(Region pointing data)
• • • • • • •
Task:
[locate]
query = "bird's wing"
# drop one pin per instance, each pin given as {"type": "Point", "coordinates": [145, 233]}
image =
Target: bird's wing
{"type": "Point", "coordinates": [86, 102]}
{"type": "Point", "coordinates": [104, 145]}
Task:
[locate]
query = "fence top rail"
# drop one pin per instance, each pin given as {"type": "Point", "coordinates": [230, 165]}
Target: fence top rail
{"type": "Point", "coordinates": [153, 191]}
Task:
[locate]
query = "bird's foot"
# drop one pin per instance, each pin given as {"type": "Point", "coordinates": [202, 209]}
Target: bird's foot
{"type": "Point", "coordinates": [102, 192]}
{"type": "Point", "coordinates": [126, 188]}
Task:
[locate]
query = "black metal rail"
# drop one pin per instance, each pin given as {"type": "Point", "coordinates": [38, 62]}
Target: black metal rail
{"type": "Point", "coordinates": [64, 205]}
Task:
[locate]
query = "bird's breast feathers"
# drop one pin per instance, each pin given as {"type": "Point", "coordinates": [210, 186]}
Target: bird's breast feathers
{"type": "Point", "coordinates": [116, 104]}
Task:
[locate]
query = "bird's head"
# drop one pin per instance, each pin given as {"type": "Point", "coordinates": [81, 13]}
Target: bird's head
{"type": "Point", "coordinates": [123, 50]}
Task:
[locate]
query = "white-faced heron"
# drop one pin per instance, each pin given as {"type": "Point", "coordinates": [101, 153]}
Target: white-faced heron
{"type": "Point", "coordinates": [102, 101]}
• • • • • • •
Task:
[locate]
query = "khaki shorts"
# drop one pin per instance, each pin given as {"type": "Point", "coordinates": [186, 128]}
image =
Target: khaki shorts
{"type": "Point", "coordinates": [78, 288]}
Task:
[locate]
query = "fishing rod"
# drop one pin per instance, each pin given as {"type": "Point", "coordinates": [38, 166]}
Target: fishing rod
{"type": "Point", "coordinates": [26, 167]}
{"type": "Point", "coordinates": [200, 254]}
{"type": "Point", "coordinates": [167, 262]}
• • • • • • •
## Activity
Your job is to copy out every line from the records above that has the word "query".

## Reply to the task
query = "bird's wing"
query = "fence top rail"
query = "bird's foot"
query = "black metal rail"
query = "bird's breast feathers"
query = "bird's head"
query = "white-faced heron"
query = "khaki shorts"
query = "fishing rod"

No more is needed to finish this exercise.